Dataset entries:
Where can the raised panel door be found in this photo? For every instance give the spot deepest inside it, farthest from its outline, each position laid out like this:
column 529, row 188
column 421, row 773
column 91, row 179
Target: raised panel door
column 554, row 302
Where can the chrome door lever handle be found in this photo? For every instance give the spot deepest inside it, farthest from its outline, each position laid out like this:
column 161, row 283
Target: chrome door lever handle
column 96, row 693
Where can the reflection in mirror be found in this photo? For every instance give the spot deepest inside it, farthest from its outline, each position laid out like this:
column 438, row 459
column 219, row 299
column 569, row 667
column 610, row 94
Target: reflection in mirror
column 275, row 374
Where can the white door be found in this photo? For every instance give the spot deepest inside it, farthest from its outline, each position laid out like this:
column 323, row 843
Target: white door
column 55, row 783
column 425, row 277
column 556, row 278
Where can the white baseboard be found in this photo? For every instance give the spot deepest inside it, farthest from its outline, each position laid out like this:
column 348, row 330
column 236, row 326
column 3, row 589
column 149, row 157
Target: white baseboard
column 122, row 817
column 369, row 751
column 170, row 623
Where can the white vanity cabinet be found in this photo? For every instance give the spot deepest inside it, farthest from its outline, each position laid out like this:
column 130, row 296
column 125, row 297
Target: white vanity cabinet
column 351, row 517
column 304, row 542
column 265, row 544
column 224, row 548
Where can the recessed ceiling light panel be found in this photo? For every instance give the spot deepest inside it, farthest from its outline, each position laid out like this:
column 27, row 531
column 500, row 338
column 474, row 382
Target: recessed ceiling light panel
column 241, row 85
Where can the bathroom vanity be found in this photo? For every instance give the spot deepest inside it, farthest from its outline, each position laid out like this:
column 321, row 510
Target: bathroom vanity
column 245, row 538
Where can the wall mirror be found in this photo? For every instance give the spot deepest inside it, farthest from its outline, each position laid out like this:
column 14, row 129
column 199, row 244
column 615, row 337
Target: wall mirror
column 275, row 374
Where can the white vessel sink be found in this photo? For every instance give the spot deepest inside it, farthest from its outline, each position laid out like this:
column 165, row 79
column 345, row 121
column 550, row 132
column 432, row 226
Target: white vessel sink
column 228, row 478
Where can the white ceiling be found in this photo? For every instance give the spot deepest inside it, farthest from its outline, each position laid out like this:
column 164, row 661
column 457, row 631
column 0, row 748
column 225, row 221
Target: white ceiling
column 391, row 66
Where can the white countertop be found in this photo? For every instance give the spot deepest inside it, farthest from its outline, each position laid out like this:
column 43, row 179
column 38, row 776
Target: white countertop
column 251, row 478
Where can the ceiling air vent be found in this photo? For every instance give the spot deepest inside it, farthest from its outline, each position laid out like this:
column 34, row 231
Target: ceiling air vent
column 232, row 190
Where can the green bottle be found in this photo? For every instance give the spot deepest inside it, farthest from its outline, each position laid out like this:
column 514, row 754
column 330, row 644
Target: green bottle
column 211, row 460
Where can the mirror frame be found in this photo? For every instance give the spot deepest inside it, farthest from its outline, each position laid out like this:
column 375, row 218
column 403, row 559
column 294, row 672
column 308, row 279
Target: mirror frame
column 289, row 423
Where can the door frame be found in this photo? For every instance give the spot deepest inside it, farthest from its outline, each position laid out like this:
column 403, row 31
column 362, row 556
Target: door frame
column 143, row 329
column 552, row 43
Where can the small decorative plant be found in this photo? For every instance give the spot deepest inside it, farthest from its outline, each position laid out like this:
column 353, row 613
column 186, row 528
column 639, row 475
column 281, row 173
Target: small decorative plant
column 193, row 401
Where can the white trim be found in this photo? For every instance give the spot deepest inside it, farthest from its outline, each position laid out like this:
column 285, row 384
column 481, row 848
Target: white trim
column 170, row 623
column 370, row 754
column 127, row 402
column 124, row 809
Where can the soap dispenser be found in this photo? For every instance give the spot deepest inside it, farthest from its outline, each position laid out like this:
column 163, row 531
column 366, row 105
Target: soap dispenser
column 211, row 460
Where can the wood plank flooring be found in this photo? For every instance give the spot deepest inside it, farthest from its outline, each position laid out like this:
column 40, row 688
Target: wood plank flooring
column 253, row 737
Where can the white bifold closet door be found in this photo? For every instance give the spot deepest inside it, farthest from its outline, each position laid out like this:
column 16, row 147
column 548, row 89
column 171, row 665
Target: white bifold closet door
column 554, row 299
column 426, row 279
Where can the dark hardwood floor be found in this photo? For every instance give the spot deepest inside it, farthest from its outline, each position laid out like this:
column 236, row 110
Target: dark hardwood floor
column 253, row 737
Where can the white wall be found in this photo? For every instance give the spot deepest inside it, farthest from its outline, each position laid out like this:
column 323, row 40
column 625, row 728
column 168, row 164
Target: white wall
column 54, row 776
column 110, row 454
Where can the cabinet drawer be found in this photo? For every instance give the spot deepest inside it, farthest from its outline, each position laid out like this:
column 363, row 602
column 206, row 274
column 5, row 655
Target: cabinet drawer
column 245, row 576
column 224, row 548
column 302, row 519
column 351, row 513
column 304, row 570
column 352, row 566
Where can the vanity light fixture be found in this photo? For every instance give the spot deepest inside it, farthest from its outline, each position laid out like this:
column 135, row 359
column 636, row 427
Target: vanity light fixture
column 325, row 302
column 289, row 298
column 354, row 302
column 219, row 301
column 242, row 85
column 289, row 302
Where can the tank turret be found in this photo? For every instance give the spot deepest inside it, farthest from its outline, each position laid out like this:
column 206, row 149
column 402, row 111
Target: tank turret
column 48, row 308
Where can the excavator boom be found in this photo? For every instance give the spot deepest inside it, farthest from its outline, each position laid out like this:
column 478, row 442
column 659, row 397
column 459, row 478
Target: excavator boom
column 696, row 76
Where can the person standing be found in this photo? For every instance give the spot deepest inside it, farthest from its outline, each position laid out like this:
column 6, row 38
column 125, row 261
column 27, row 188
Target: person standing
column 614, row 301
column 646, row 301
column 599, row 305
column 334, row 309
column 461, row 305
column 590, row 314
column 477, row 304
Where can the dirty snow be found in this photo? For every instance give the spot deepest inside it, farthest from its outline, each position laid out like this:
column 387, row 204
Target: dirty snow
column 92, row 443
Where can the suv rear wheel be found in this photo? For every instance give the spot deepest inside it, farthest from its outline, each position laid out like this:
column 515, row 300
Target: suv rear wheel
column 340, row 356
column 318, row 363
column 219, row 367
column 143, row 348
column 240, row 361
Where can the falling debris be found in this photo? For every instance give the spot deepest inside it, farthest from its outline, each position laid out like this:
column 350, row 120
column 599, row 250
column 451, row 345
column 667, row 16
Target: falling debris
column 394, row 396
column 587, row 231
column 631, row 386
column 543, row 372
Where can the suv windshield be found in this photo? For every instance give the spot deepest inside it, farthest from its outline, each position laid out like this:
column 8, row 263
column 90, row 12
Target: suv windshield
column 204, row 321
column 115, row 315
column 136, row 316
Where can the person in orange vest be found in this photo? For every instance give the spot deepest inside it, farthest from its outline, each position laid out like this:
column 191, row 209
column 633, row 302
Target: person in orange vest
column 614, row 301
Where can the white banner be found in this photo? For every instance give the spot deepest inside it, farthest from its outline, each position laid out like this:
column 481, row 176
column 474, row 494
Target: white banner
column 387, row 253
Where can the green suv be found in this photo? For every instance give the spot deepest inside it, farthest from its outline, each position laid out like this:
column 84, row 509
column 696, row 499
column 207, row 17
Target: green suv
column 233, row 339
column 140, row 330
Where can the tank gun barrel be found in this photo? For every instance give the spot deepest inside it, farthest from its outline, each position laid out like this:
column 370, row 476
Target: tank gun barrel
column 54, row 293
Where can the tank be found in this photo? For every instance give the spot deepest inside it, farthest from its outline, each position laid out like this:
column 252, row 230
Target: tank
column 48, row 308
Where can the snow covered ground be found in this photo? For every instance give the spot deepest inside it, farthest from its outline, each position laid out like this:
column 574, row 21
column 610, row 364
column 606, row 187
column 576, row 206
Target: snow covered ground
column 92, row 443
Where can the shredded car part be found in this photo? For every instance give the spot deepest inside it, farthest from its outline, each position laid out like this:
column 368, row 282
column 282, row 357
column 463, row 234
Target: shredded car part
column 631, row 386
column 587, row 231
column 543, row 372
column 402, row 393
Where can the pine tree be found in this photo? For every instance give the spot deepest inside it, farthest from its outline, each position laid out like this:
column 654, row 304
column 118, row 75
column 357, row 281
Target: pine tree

What to produce:
Repeat the entries above verbatim, but only from the line that has "column 569, row 667" down to the line that has "column 149, row 157", inclusive.

Written answer:
column 569, row 667
column 610, row 94
Target: reflection in mirror
column 275, row 374
Where can the white door be found in this photo? For every instance give the spot deepest inside it, farthest from its outline, each position laid out like this:
column 323, row 843
Target: white door
column 55, row 783
column 425, row 277
column 556, row 278
Where can the white baseboard be found in this photo? For every instance give the spot deepest inside it, farthest from its outline, each position laid out like this:
column 348, row 330
column 236, row 326
column 3, row 589
column 149, row 157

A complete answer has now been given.